EXERCISE REQUIREMENTS:
1) In the forum thread on giant ulcers, swap "nitrite spike" for "ammonia spike" and give the passage starting at "I added a UV" and ending at "be appreciated. Thanks.".
2) According to the forum thread on giant ulcers, what nitrate level does the first poster report?
3) Extend the forum thread on giant ulcers past its final post.

PAGE TEXT:
★ ★ ★ ★

# Giant ulcers



## RDFISHGUY (Mar 21, 2005)

I'm not to sure what this is I've tried isolating him from my 230 gallon into a 25 gallon and treated with salt. That didn't work so I tried jungle parasite clear. That didn't work so I tried eurethromycin. That didn't work and other fish are getting it too so I put him back in the 230 and gave him and all other fish a salt dip. Now I'm retreating with parasite clear upping the dosage to treat 240 gallons and treating twice with 25% water change in between. Does anyone have a clue if this will work or what this is? How to treat it? I also treated with melafix.










I added a UV sterilyzer to buy me some time and tank is filtered by 2 FX5's temp 80F. I recently had a nitrite spike after stirring up an anaerobic spot in the sand just to add to this problem and lost 4 fish before I could get that under control. Lots of small water changes. My tap water contains chloramine which I treat with chloram-X. My nitrates are at 10 ppm. Any help would be appreciated. Thanks.


----------



## Robin (Sep 18, 2002)

I would stop with the anti parasite med. You were on the right track with the eurethromycin but you need to use it in combination with another antibiotic. Try treating with Maracyn and Maracyn-two together.

★ ★ ★ ★

[Stored records]
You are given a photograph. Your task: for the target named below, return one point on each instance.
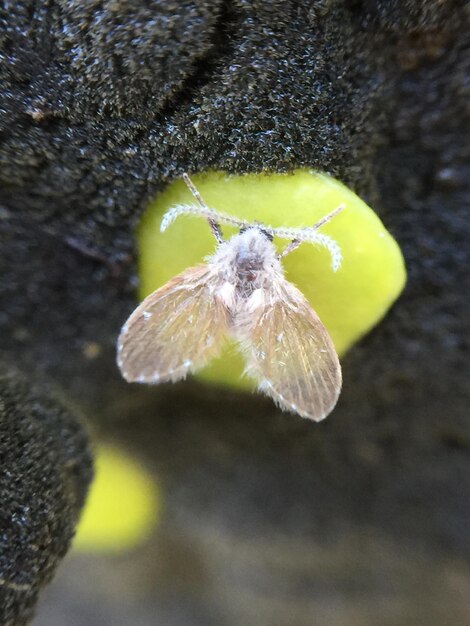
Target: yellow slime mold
(122, 507)
(349, 302)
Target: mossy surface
(349, 302)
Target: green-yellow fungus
(349, 302)
(122, 507)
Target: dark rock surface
(103, 103)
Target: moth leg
(215, 227)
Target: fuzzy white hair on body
(240, 292)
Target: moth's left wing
(291, 355)
(176, 329)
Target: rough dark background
(269, 519)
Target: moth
(240, 292)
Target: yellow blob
(349, 302)
(122, 505)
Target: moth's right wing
(176, 329)
(291, 355)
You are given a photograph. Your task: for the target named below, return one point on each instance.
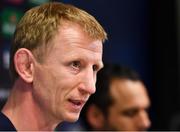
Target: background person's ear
(95, 117)
(23, 61)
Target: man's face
(65, 80)
(129, 111)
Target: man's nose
(88, 82)
(144, 122)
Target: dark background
(143, 34)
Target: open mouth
(76, 102)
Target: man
(55, 56)
(120, 101)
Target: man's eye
(130, 113)
(76, 64)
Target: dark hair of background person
(102, 98)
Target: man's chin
(72, 117)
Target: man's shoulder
(5, 123)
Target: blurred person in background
(55, 56)
(120, 102)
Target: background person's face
(66, 79)
(129, 111)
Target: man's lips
(77, 102)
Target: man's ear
(23, 61)
(95, 117)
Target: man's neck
(24, 112)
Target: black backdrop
(143, 35)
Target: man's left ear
(23, 61)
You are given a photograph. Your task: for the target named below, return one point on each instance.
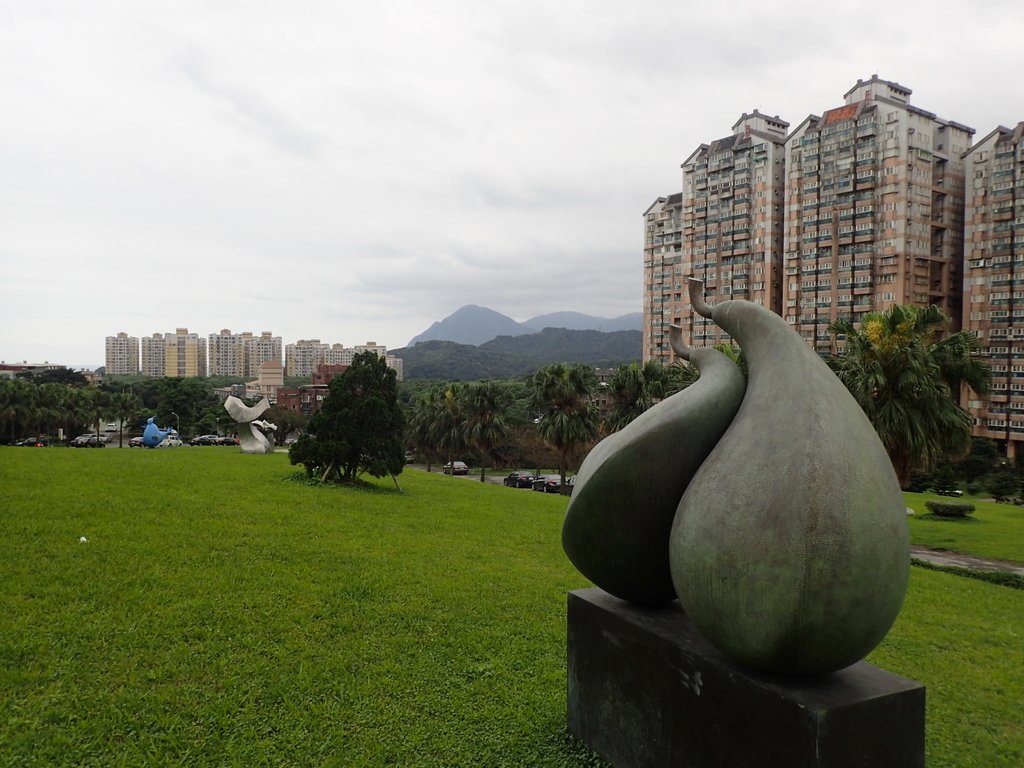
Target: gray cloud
(354, 172)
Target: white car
(172, 440)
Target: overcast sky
(354, 171)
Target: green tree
(907, 379)
(634, 388)
(358, 427)
(568, 420)
(982, 459)
(449, 430)
(484, 426)
(421, 434)
(17, 406)
(287, 422)
(1003, 484)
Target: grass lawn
(221, 612)
(994, 530)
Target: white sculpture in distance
(251, 428)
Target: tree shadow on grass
(950, 518)
(384, 485)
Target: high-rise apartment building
(259, 349)
(873, 211)
(993, 281)
(724, 227)
(302, 357)
(184, 353)
(122, 354)
(242, 354)
(226, 354)
(665, 275)
(154, 351)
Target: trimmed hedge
(949, 509)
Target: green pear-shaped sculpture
(790, 549)
(620, 517)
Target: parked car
(548, 483)
(519, 479)
(87, 440)
(38, 441)
(172, 440)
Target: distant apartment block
(226, 354)
(178, 354)
(875, 211)
(993, 284)
(884, 203)
(122, 354)
(242, 354)
(304, 356)
(725, 227)
(154, 355)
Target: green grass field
(993, 530)
(221, 612)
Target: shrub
(949, 509)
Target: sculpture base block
(645, 688)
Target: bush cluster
(949, 509)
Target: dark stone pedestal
(646, 689)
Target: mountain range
(476, 325)
(476, 343)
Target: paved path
(954, 559)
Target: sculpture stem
(696, 297)
(676, 342)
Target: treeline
(41, 404)
(515, 356)
(549, 419)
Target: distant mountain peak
(472, 325)
(477, 325)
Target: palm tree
(450, 423)
(124, 406)
(484, 425)
(568, 419)
(635, 388)
(50, 406)
(17, 403)
(422, 433)
(907, 381)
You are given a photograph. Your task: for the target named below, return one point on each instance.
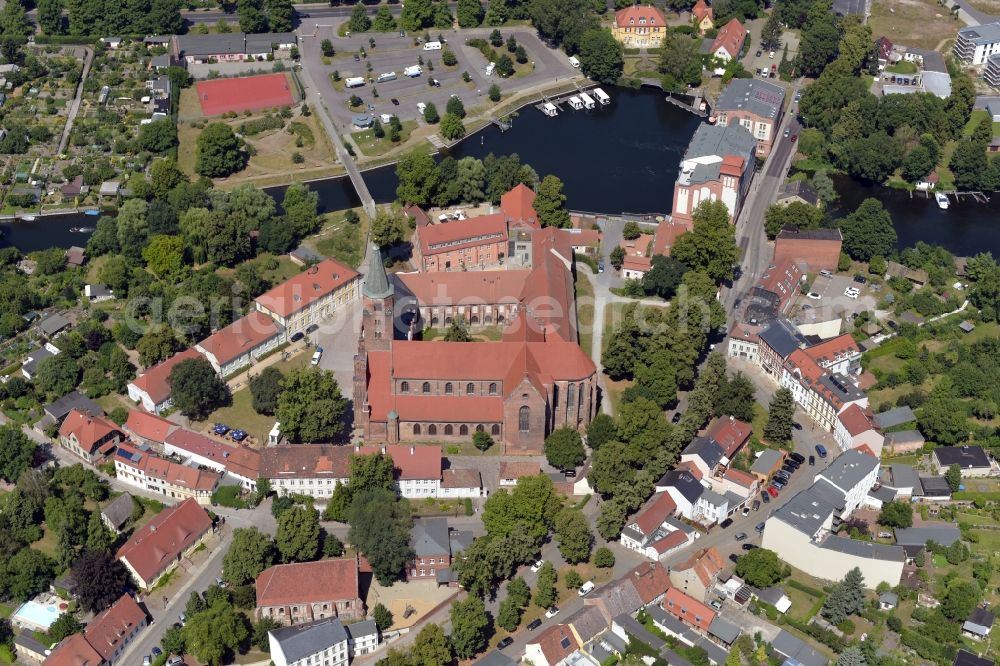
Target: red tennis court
(248, 93)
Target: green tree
(711, 244)
(57, 375)
(451, 127)
(359, 21)
(573, 533)
(960, 599)
(482, 440)
(213, 633)
(297, 538)
(820, 38)
(470, 13)
(384, 20)
(601, 56)
(219, 151)
(50, 17)
(564, 449)
(868, 231)
(431, 116)
(846, 599)
(953, 476)
(550, 203)
(265, 388)
(102, 579)
(779, 417)
(896, 514)
(387, 228)
(380, 529)
(770, 36)
(760, 567)
(65, 625)
(545, 587)
(196, 390)
(310, 407)
(164, 255)
(469, 627)
(604, 558)
(382, 616)
(250, 552)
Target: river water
(619, 158)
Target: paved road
(750, 236)
(75, 107)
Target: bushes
(258, 125)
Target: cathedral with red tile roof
(518, 390)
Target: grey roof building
(782, 337)
(979, 623)
(713, 141)
(58, 409)
(756, 96)
(53, 324)
(495, 658)
(865, 549)
(706, 449)
(118, 513)
(429, 537)
(895, 417)
(301, 641)
(790, 647)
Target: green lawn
(902, 67)
(240, 414)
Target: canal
(619, 158)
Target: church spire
(377, 285)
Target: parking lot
(831, 295)
(394, 53)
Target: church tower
(376, 332)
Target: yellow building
(640, 27)
(701, 16)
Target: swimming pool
(35, 615)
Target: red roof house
(88, 435)
(159, 545)
(307, 591)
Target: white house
(683, 489)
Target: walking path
(75, 107)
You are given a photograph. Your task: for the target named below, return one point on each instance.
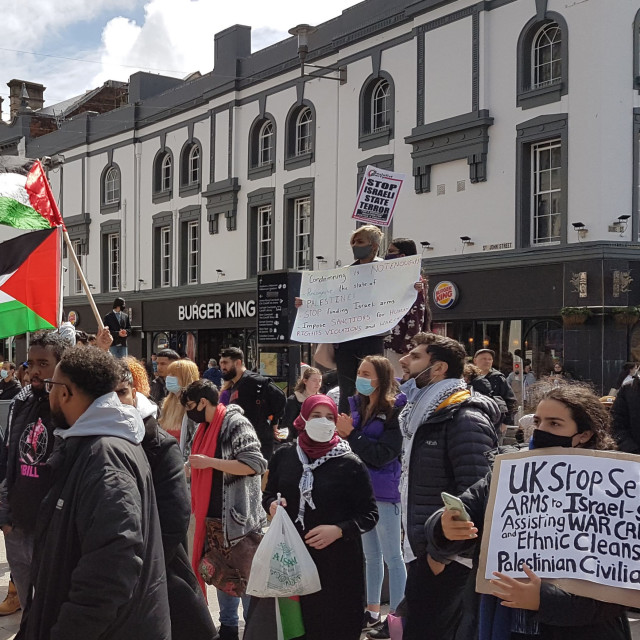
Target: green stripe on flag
(20, 216)
(291, 618)
(16, 319)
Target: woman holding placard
(326, 491)
(567, 416)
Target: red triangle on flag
(36, 282)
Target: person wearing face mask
(173, 419)
(446, 433)
(9, 385)
(226, 465)
(373, 432)
(326, 490)
(568, 416)
(417, 319)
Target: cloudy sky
(72, 46)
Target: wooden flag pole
(85, 284)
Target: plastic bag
(282, 566)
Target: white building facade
(517, 123)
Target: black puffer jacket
(562, 616)
(626, 417)
(448, 454)
(190, 617)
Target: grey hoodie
(107, 416)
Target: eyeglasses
(48, 386)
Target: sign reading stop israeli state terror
(378, 196)
(566, 513)
(356, 301)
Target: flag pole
(85, 284)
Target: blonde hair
(172, 411)
(371, 232)
(139, 375)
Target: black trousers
(348, 356)
(434, 603)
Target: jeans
(383, 541)
(19, 547)
(119, 351)
(229, 608)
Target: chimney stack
(23, 95)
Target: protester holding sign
(567, 416)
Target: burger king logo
(445, 294)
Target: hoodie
(107, 416)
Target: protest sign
(356, 301)
(572, 515)
(378, 196)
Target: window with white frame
(546, 56)
(113, 247)
(265, 144)
(165, 256)
(546, 180)
(193, 165)
(304, 124)
(192, 252)
(265, 246)
(78, 248)
(380, 106)
(302, 233)
(165, 172)
(112, 186)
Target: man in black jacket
(120, 327)
(24, 467)
(98, 568)
(446, 434)
(262, 401)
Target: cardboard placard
(566, 512)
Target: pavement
(9, 625)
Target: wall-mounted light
(466, 242)
(620, 225)
(303, 31)
(581, 230)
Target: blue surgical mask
(172, 384)
(364, 386)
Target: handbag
(282, 566)
(227, 568)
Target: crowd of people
(128, 487)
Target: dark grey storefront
(512, 302)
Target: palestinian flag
(26, 201)
(30, 279)
(274, 619)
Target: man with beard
(29, 442)
(262, 401)
(446, 433)
(98, 570)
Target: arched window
(380, 106)
(265, 144)
(112, 186)
(546, 56)
(304, 131)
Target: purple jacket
(379, 444)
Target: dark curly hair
(588, 413)
(51, 339)
(92, 371)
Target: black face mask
(544, 439)
(197, 416)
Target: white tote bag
(282, 566)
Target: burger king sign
(445, 294)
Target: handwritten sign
(378, 196)
(568, 514)
(355, 302)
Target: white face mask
(320, 429)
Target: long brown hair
(387, 390)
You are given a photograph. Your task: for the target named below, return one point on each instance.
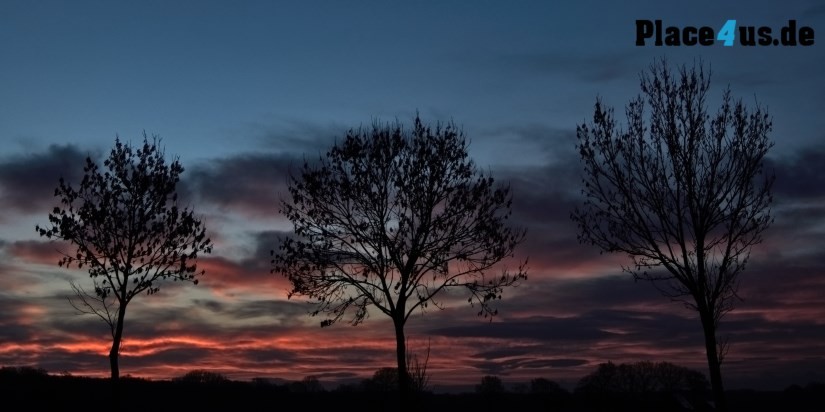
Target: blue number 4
(727, 32)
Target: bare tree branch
(681, 191)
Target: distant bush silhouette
(546, 386)
(490, 385)
(309, 384)
(642, 378)
(203, 377)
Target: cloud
(28, 181)
(251, 184)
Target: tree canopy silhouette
(128, 230)
(390, 218)
(684, 190)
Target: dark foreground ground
(21, 391)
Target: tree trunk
(114, 354)
(404, 390)
(709, 327)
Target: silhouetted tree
(390, 218)
(129, 230)
(684, 190)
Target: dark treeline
(609, 388)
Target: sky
(241, 93)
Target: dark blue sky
(239, 91)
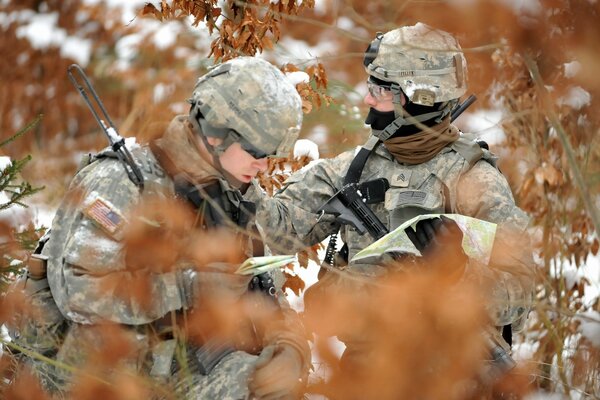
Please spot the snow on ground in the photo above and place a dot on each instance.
(485, 124)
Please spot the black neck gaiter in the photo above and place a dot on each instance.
(379, 119)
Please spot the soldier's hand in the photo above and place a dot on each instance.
(278, 373)
(440, 242)
(219, 281)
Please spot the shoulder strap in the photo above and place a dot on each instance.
(358, 162)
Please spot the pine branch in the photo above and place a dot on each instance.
(23, 130)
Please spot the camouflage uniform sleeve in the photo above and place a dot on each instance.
(484, 193)
(87, 272)
(290, 218)
(289, 329)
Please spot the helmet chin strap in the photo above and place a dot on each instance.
(403, 118)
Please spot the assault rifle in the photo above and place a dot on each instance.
(117, 142)
(349, 206)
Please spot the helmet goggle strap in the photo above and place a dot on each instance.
(402, 117)
(215, 151)
(373, 49)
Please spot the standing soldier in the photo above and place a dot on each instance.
(416, 76)
(241, 112)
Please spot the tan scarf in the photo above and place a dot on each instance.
(423, 146)
(179, 152)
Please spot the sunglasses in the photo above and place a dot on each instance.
(378, 92)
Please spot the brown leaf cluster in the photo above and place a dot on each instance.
(25, 386)
(249, 26)
(420, 337)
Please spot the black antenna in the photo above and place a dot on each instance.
(117, 142)
(462, 107)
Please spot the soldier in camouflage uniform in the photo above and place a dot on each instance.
(416, 76)
(242, 111)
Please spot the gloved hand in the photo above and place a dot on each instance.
(440, 242)
(219, 281)
(278, 373)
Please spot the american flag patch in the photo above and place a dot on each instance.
(104, 215)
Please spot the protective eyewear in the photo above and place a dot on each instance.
(378, 92)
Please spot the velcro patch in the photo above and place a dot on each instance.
(105, 216)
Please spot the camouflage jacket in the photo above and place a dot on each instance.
(86, 253)
(475, 188)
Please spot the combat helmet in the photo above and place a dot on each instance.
(425, 64)
(250, 101)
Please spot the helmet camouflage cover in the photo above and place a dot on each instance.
(254, 99)
(427, 63)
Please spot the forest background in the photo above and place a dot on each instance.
(532, 64)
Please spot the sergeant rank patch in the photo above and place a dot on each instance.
(104, 215)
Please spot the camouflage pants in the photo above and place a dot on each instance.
(227, 381)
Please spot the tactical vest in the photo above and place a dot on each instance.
(413, 189)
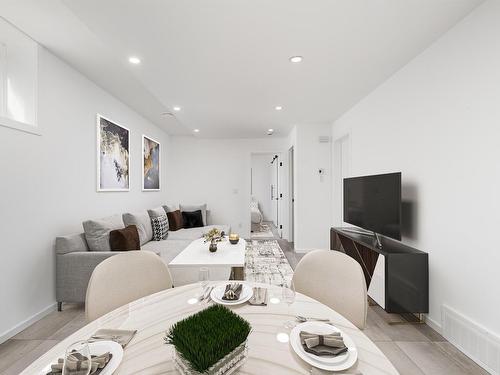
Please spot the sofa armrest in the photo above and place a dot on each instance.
(73, 271)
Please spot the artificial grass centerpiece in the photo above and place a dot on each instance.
(206, 337)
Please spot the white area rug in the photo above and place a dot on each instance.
(265, 262)
(262, 231)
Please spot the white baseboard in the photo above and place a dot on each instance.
(434, 325)
(474, 340)
(25, 324)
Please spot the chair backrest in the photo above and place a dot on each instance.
(123, 278)
(336, 280)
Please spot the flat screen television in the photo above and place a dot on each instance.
(374, 203)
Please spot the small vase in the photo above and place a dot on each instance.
(213, 246)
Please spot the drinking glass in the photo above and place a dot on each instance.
(203, 278)
(288, 296)
(77, 360)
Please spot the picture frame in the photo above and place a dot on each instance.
(151, 164)
(113, 155)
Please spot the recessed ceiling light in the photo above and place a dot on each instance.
(134, 60)
(296, 59)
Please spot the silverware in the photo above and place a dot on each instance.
(303, 319)
(317, 371)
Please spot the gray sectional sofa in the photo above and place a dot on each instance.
(75, 261)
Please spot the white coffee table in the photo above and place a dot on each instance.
(185, 267)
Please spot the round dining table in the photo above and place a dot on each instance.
(268, 353)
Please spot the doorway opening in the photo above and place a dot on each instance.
(291, 194)
(266, 195)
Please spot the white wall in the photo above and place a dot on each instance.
(438, 121)
(48, 184)
(217, 172)
(313, 192)
(261, 183)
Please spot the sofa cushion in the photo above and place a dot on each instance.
(192, 234)
(168, 248)
(125, 239)
(97, 231)
(157, 212)
(142, 221)
(192, 207)
(174, 220)
(71, 243)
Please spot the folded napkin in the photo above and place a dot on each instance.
(78, 365)
(232, 292)
(259, 297)
(323, 345)
(119, 336)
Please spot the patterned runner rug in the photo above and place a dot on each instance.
(265, 262)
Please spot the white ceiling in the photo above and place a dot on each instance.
(225, 62)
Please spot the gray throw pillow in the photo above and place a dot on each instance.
(168, 208)
(97, 231)
(157, 212)
(192, 207)
(143, 223)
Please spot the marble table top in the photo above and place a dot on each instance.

★ ★ ★ ★

RESPONSES BY ITEM NUMBER:
1)
I added a UV sterilyzer to buy me some time and tank is filtered by 2 FX5's temp 80F. I recently had a ammonia spike after stirring up an anaerobic spot in the sand just to add to this problem and lost 4 fish before I could get that under control. Lots of small water changes. My tap water contains chloramine which I treat with chloram-X. My nitrates are at 10 ppm. Any help would be appreciated. Thanks.

2) 10 ppm.

3)
Also: turn the heat down to 76, add salt at the rate of 1-2 Tablespoons per five gallons and before any of that do a large partial water change.

High nitrite is one of the main 'trigger's for Columnaris.

Robin


----------



## RDFISHGUY (Mar 21, 2005)

[
High nitrite is one of the main 'trigger's for Columnaris.

Robin[/quote]

I thought columnaris at first too but now I think its more like a Costia infestation. Is this a likely culprit or am I in left field .


----------



## RDFISHGUY (Mar 21, 2005)

Also this fish wasn't in the 230 gallon when the nitrites spiked and I have been doing 40% water changes weekly. I also removed a 5 gallon pail of sand to remove the likelyhood of getting another anaerobic pocket. I believe the large water changes may have contributed to this in some way as the chloram-X simply bonds with the ammonia so it is no longer free ammonia but the bacteria still has to deal with the bonded ammonia and the result of that is nitrite which then turns to nitrate. Perhaps smaller water changes would work better? Say 25-30%?


----------



## Robin (Sep 18, 2002)

RDFISHGUY said:


> [
> High nitrite is one of the main 'trigger's for Columnaris.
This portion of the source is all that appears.